DOCUMENT
DSM may be defined as the planning, implementation, and monitoring of utility activities, designed to influence customer consumption of electricity for the mutual benefit of the Utility and the consumer. The company manufactures, markets and supplies such products that are conducive to Demand Side Management. The company also specializes in establishing Wide Area Demand Side Management Programs in alliance with the Utilities, and its Finance Partners.

Reducing System Losses for Utilities and Distribution and Transmission companies
A transformer is the core and among the most essential equipment for transmission and distribution of electricity. According to estimates, every megawatt of power capacity needs around 6MVA of power transformer. Distribution losses in India account for almost 18% of the total transmission and distribution (T&D) losses of around 26%. The no-load losses of a 100KVA distribution transformer is around 360 watts, and this can reduced by 3/4 by providing suitable VAR compensation using Automatically Switched shunt Capacitor Banks at the secondary side.
 
SSL is the technological leader in configuring, manufacturing, and installing such automated solutions for the Utilities' transmission and distribution network, using the CSCI technologies designs that are state of the art worldwide. The Company typically refers to these products as "Mains APFC Panels". We are a vital solution partner of any Utility with high T&D losses in India.
 
An Analogy for the non technical
To help understand the concept more readily, one might imagine that an Electric Utility's total distribution capacity is a reservoir of water, which is supplied through a mains pipe. Smaller pipes run off this to supply each consumer. These individual pipes must be of sufficient diameter to supply each consumer's peak demand (kVA), in other words the amount of water needed to supply all their taps when turned on full at any one time.
 
In addition, this water has to be held in each consumer's pipe regardless of whether it is being used or not, and therefore cannot be supplied to someone else. However, if by reducing their peak demand (kVA), each consumer's pipe can be of smaller diameter, then more water is left to flow through to other consumers.

DIRECTION 1
In the passage on demand side management, what name does the company typically give its automated solutions for utility networks?
DIRECTION 2
Pick up the passage on demand side management after its last sentence and keep writing it.

SUPPLIED MATERIAL

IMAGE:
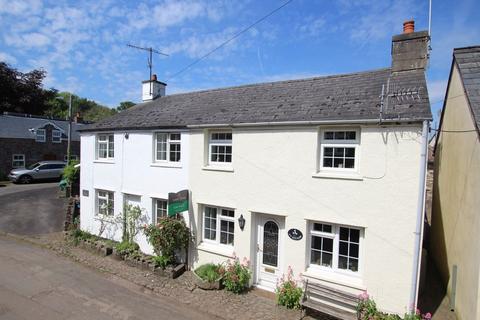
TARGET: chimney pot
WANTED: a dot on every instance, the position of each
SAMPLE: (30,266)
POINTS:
(409,26)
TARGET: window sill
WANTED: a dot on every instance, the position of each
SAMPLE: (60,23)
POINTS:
(351,281)
(103,161)
(166,165)
(217,168)
(338,175)
(104,218)
(216,249)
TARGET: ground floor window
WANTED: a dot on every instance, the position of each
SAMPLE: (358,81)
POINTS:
(159,209)
(334,247)
(218,225)
(18,161)
(105,204)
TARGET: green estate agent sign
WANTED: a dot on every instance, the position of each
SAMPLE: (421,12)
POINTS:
(177,202)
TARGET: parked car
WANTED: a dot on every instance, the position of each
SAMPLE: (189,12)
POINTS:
(43,170)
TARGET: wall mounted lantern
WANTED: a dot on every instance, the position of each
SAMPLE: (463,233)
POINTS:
(241,222)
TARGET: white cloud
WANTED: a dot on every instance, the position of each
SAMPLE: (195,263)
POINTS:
(198,45)
(436,90)
(313,27)
(17,7)
(7,58)
(28,40)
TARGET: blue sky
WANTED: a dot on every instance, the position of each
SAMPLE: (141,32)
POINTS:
(82,44)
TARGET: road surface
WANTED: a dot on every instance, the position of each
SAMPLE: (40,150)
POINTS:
(37,284)
(31,209)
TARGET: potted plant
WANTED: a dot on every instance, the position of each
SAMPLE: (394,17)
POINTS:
(124,248)
(209,276)
(167,237)
(237,275)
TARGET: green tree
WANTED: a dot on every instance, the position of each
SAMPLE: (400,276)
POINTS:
(23,92)
(124,105)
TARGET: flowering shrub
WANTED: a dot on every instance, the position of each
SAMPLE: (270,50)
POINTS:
(367,310)
(167,236)
(236,275)
(288,292)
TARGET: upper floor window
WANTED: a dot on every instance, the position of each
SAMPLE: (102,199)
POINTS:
(105,146)
(18,161)
(334,247)
(40,135)
(220,148)
(105,202)
(339,150)
(160,209)
(73,157)
(167,147)
(56,136)
(218,225)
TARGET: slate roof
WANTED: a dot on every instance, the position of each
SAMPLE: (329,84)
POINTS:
(354,96)
(468,62)
(14,126)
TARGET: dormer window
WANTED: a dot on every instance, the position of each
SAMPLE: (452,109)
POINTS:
(220,148)
(105,146)
(167,147)
(339,150)
(56,136)
(40,135)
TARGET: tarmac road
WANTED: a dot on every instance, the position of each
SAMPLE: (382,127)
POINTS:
(31,209)
(37,284)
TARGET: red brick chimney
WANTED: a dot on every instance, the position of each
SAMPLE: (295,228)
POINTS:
(77,118)
(409,26)
(410,49)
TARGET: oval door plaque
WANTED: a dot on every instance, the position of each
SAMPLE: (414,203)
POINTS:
(295,234)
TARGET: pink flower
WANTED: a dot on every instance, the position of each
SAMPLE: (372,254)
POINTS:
(364,296)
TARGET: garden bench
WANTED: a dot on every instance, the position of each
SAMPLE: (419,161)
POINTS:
(330,301)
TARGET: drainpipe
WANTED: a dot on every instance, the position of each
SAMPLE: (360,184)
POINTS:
(420,218)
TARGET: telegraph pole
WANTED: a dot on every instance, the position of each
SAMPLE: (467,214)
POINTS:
(69,141)
(150,51)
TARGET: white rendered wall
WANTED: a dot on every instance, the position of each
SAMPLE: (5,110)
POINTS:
(272,174)
(131,172)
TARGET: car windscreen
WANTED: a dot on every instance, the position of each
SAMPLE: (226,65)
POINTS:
(33,166)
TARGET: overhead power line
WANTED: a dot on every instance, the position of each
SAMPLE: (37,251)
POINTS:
(236,35)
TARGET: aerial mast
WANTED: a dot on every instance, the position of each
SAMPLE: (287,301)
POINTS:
(150,51)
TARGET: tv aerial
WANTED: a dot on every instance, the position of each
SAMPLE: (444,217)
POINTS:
(150,51)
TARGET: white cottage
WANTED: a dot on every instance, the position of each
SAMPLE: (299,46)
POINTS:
(326,175)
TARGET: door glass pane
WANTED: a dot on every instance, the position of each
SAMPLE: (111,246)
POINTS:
(270,244)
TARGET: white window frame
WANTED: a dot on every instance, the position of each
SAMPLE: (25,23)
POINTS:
(335,235)
(73,157)
(155,209)
(18,160)
(56,134)
(324,143)
(40,135)
(219,219)
(168,143)
(110,146)
(221,143)
(109,197)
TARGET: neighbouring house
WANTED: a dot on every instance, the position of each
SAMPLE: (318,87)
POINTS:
(326,174)
(455,230)
(26,139)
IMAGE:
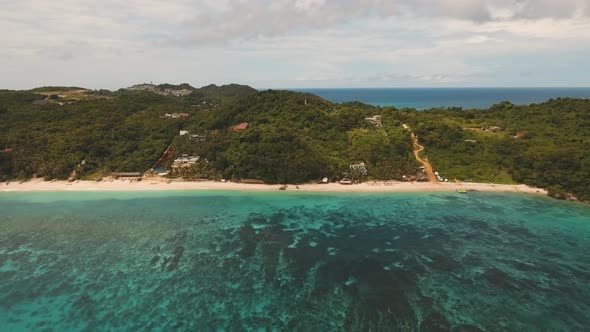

RIGHT ANSWER 1
"Mains APFC Panels"

RIGHT ANSWER 2
This peak demand (kVA) can be reduced simply by making sure that the water in the supply pipe flows as efficiently as possible from each tap. Power Factor is the proportion of the water in the consumer's supply pipe, which actually ends up flowing through its taps. If its Power Factor is low, more water has to be stored in its supply pipe than is really necessary to meet its actual needs. By improving its Power Factor, less water has to be stored to do the same job.
 
This means the consumer could have a smaller diameter supply pipe and more water could be available to other consumers without the need for the construction of additional substations or upgrading of cables. Utilities can therefore satisfy existing consumers more adequately, and satisfy new consumers within its given capacity with little or no investment at all. In this respect, Power Factor Correction does not only offer value to the consumer, but also to the Utility company supplying power to many such consumers.
 
Value to the Utility for conducting Wide Area DSM
Improving Power Factor at the consumer's site can also mean a significant benefit to the Electric Utility Company servicing those consumers. Raising the Power Factor for a consumer does not appreciably change its demand for electric power (KW), nor does it appreciably change the total amount of electric energy (KWH) that it may consume. However, from a Utility Company's point of view, it can significantly reduce the amount of electric current required by its consumers' facilities. This reduction means that a portion of the Utility Company's capacity is freed up for sale elsewhere, and this extra sale can have a significant impact on the Utility's bottom line.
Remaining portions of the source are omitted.